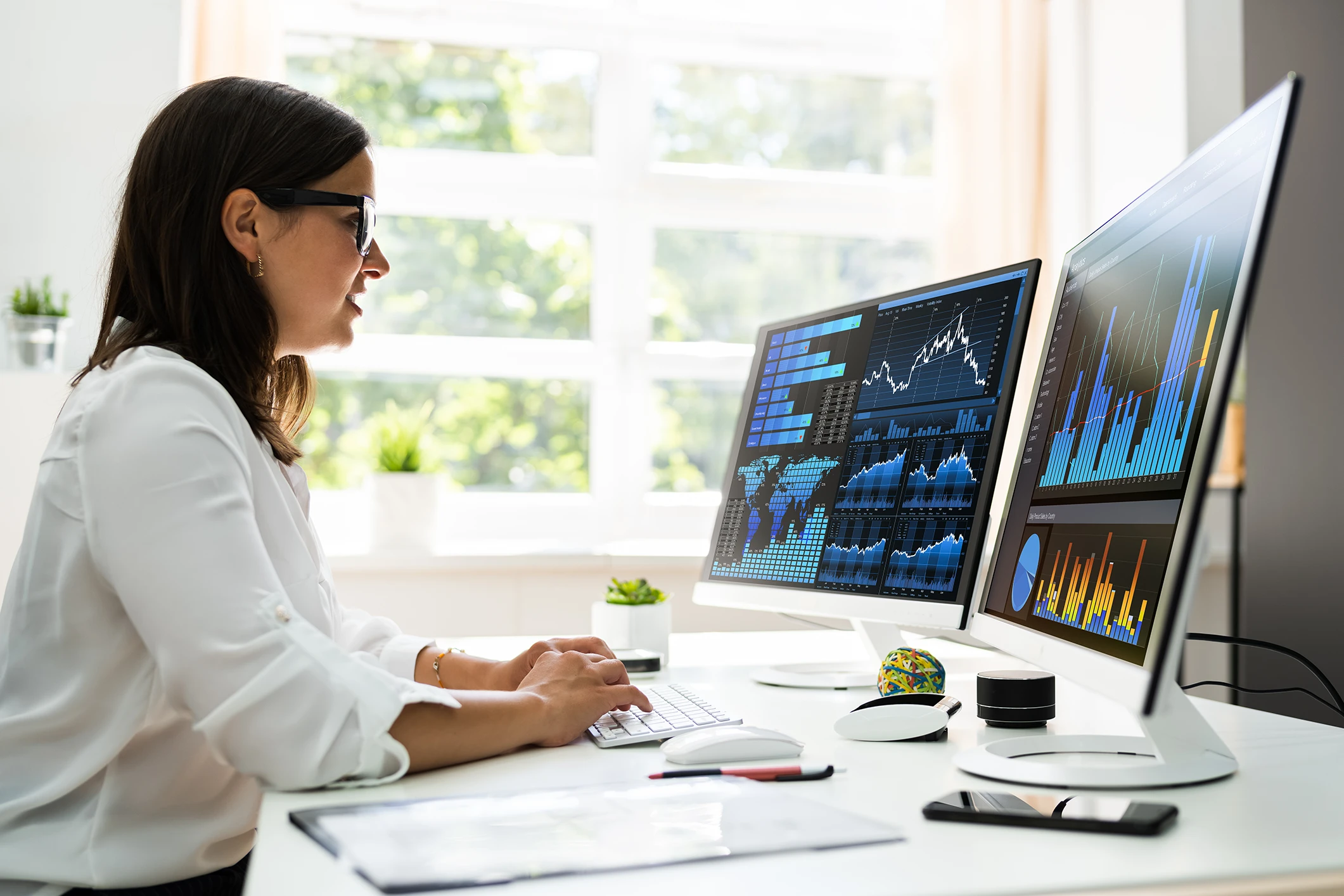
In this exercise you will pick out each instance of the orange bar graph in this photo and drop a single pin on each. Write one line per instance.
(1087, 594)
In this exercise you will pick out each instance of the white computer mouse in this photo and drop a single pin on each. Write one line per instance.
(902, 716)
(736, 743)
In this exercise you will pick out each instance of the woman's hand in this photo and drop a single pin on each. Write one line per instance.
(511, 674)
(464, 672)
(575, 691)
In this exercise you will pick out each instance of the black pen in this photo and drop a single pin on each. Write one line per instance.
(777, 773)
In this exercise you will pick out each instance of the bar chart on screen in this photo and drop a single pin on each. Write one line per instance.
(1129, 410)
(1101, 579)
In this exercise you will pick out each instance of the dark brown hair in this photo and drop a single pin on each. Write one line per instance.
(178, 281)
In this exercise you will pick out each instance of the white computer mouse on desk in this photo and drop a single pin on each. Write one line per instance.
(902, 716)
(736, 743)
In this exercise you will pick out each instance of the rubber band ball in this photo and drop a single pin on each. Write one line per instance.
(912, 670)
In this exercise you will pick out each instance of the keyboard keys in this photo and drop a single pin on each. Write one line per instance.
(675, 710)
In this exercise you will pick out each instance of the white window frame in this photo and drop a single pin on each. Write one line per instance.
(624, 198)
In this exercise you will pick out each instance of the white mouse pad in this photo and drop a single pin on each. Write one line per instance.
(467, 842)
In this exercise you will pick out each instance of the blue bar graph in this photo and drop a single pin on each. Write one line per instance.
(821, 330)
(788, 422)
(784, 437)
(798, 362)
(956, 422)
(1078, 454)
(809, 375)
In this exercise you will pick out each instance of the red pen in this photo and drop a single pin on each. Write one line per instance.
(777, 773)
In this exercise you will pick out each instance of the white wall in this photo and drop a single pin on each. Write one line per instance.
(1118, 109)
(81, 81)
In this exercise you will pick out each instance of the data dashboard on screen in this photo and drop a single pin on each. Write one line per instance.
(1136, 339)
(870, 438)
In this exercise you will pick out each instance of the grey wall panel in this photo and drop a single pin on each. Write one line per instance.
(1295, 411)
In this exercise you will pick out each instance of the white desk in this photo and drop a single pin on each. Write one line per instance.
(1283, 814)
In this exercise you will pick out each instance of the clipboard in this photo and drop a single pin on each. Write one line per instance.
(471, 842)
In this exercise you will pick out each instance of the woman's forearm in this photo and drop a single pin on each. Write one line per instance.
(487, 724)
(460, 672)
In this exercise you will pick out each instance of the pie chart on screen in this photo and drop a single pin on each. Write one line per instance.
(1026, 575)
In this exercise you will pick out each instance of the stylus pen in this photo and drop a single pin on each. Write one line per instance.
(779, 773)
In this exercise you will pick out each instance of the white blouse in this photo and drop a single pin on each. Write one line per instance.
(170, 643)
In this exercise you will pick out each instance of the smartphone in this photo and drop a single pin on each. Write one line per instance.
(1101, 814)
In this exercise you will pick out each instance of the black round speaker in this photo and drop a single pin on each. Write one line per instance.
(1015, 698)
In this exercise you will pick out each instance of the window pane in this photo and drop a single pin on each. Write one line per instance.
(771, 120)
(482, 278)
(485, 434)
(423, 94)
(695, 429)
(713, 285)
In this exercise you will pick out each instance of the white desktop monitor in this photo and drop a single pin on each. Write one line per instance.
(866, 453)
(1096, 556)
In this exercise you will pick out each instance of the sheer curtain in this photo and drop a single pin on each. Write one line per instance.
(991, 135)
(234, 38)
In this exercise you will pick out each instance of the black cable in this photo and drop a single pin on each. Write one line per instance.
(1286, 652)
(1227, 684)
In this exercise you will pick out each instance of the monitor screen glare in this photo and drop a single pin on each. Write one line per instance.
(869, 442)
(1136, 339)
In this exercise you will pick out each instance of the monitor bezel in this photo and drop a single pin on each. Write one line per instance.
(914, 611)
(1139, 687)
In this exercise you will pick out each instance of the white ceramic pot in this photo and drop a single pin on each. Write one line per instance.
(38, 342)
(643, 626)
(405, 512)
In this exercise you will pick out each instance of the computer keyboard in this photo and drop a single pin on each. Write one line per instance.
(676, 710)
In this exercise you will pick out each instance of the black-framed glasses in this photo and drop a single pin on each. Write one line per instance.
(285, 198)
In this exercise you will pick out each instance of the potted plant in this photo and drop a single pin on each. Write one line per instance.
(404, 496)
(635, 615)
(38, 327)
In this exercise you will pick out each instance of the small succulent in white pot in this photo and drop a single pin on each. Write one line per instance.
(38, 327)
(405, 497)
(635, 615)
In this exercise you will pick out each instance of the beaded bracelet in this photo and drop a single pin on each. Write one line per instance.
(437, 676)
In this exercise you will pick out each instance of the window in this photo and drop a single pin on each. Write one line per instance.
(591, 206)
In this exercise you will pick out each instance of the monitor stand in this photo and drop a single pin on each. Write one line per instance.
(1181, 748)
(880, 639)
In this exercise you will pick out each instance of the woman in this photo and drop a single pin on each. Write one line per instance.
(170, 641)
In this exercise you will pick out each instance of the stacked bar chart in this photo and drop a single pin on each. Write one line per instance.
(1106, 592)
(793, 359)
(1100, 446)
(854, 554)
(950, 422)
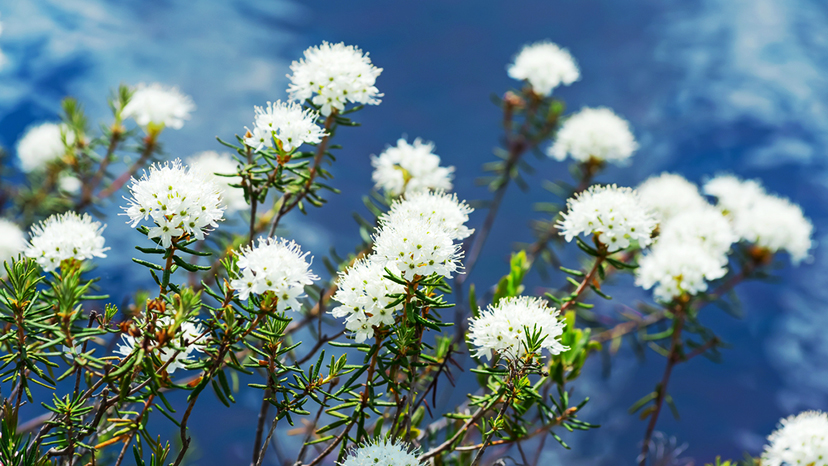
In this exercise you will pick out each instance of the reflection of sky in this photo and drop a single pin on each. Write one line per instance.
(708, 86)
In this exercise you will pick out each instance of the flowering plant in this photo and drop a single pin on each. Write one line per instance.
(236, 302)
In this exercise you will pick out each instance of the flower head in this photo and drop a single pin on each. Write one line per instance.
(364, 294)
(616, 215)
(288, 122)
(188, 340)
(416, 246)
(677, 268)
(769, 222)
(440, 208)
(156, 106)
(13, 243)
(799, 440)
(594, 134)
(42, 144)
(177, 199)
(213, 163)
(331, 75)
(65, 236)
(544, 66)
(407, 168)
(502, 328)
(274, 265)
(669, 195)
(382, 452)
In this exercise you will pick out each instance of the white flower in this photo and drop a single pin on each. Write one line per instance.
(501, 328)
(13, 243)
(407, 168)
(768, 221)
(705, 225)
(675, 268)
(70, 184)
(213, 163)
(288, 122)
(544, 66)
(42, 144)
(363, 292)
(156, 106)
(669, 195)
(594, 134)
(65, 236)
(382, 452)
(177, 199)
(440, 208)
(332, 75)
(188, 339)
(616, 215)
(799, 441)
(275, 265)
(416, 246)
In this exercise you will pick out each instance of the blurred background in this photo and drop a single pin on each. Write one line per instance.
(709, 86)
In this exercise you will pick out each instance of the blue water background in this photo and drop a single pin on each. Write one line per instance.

▸ What is asked
Copy the whole listing above word for word, keeping every line in its original order, and leave out the pictures.

▸ Result of this task
In this exercise you will pick out each instance of the orange bar graph in this photo and drop a single pin on each. Write one line per instance.
(1087, 594)
In this exercise you will pick out each instance of the white computer mouse in this photo and drop a single pin on each. Write one line per instance.
(902, 716)
(736, 743)
In this exercise you will pick out each instance of the woman's hand in this photo and drop a single pin on each. Write one line per instance.
(511, 674)
(464, 672)
(575, 691)
In this exercise you will pick out each instance of the black pen in this photo and drop a single pin on each. Write one line per instance.
(777, 773)
In this exercise you will pick out each instance of the bar chart on screen in this photo and drop a single pin on each. Write one line per instance.
(1129, 410)
(1101, 579)
In this exercise you will pick out each instance of the dark brown hair in this photo and drop a single pin on each. Write one line per instance.
(178, 281)
In this exercise you will pick out each instance of the white computer mouse on desk in this photo and drop a single pin on each. Write one line per instance.
(902, 716)
(736, 743)
In this exercise you will pick out each instance of the rubber band ball in this photo and drop a single pin on each. Write one line per instance.
(912, 670)
In this exercise you will pick out each instance of the keyboard keys in this photo and drop a single pin on each. Write one line per instance.
(675, 710)
In this exercise you will pick out each instance of the white window frame in this photo and drop a single pin on each. Write one line per instance.
(624, 198)
In this exercise you will pick out each instance of the white mouse pad in this photo and drop a single pin on each. Write one line per instance.
(467, 842)
In this exercise you will pick out each instance of the blue bar graph in this photo and drop a single pin on each. Write one line per instance.
(821, 330)
(788, 422)
(784, 437)
(798, 362)
(956, 422)
(1078, 454)
(809, 375)
In this exercise you will pick out each instance of the red pen in this photo and drop a single pin on each. Write one line per instance.
(777, 773)
In this exercise you will pick out each instance of the white wall in this photo and drop a single pin on each. Write one line per instance.
(1118, 109)
(81, 81)
In this exercise you will pick out each instance of the data dashboard on screen in this photo and drop a single pin on each. Write one line per instance.
(1136, 339)
(870, 438)
In this exercise you will pick out each instance of the grey wall panel in this photo and drop a single pin on each. Write one line per instance.
(1295, 411)
In this exercise you will pick out each instance of the white desk in this photo and drop a single pin on each. Write one line per instance.
(1283, 814)
In this exercise you will pick out each instance of the clipboard in this photo and drop a single pin on each. Write one line per instance.
(471, 842)
In this exercise you will pick out each instance of the woman's forearm in this photo and drop a single pin on each. Write one line per instance.
(487, 724)
(460, 672)
In this exercise you will pick out each instance of the pie chart on screen in this photo and drop a single pin on each. Write one line per instance.
(1026, 575)
In this exercise you will pick out each instance of the stylus pen in this photo and drop a single pin on each. Write one line per instance.
(779, 773)
In this exercise you will pick out each instance of the white blouse in this photo and drop a single pin on each. Write one line per instance.
(170, 643)
In this exercise you will pick out each instance of the smartphone in this photo and drop a single pin on each. Write one line per instance.
(1101, 814)
In this exercise you will pick out each instance of the black round speaker in this photo and drop a single pin on each. Write one line per instance.
(1015, 698)
In this exercise you will pick out each instance of the window pane in this photo and drop a single pin on each. Write one line per instance.
(771, 120)
(482, 278)
(485, 434)
(423, 94)
(695, 429)
(713, 285)
In this exercise you will pick out each instance of the white desktop monitor in this photo and drop a single pin on each. Write one line per instance.
(866, 453)
(1096, 556)
In this exercise you will pick out each instance of the sheer curtain in this photo and drop a single pin on each. Write one line per instance.
(991, 135)
(234, 38)
In this exercise you will pick out each instance of the black cable in this photo and drop a single pin on each. Write one line per instance.
(1286, 652)
(1227, 684)
In this exercise you will pick out each instance of the monitor screen glare in this photo and drop a single pin on each. Write one line per instance.
(869, 442)
(1136, 339)
In this exercise you will pick out each instance of the monitor bezel in this photo and drop a single pin on each. Write one line per instance.
(914, 611)
(1139, 687)
In this exercise you will pick out each instance of the white ceramic pot in this photo and drop a single pin on each. Write one line per instance.
(38, 342)
(643, 626)
(405, 512)
In this exercise you will pick out each instance of the computer keyboard in this photo and drop a single pin on each. Write one line per instance.
(676, 710)
In this exercise you will pick out each instance of the black-framed glasses in this photo and drop a single pin on each. Write one line per instance.
(285, 198)
In this exercise you will pick out each instance of the potted plant in this photo and drop a single pin on each. Write one line per instance.
(404, 496)
(635, 615)
(38, 327)
In this exercise you will pick out each instance of the small succulent in white pot in this photo and drop a single pin on each. Write one line per instance.
(38, 327)
(405, 497)
(635, 615)
In this exercise you will pick out each instance of the beaded bracelet in this photo and drop a single pin on each. Write one line per instance.
(437, 676)
In this exercise you will pick out each instance of the window in this photo and drop a single pin on each. Write one line per instance.
(591, 206)
In this exercise you will pick out each instance of the monitor stand in this photo and drop a single pin on each. Write one line per instance.
(1181, 748)
(880, 639)
In this exercise you will pick out each instance of the woman in this photo and drop a single pin on each. Write one line per instance.
(170, 641)
In this exercise you will pick out each instance of the stacked bar chart in this photo and drop a single pin on each. Write one line per instance.
(1106, 592)
(793, 359)
(1100, 446)
(854, 554)
(950, 422)
In this exercise you will pick out each instance of the reflection of sky in this photo and drop a single pin on each. Write one line per instance.
(708, 86)
In this exercise you will pick out each instance of the flowering plant in this photo and drop a single pin on each. Write one line per instance.
(236, 302)
In this exercise you will pick out each instance of the flower head in this photo and drop a single pin on each. Write one line per instance.
(364, 294)
(616, 215)
(288, 122)
(188, 340)
(416, 246)
(677, 268)
(769, 222)
(440, 208)
(156, 106)
(13, 243)
(799, 440)
(594, 134)
(42, 144)
(177, 199)
(213, 163)
(331, 75)
(65, 236)
(544, 66)
(407, 168)
(502, 328)
(274, 265)
(669, 195)
(382, 452)
In this exercise you will pick out each instance of the white flower in this photo and drop a single pin on each. Write one line per instance.
(501, 328)
(13, 243)
(407, 168)
(768, 221)
(705, 225)
(675, 268)
(70, 184)
(213, 163)
(288, 122)
(544, 66)
(42, 144)
(363, 292)
(156, 106)
(669, 195)
(594, 134)
(65, 236)
(382, 452)
(177, 199)
(440, 208)
(332, 75)
(188, 339)
(616, 215)
(799, 441)
(275, 265)
(416, 246)
In this exercise you will pick out each instance of the blurred background in this photo and drop a single pin on each. Write one line per instance.
(709, 86)
In this exercise you will pick out each instance of the blue water background in this photo and drop a single pin on each. Write one line per instance.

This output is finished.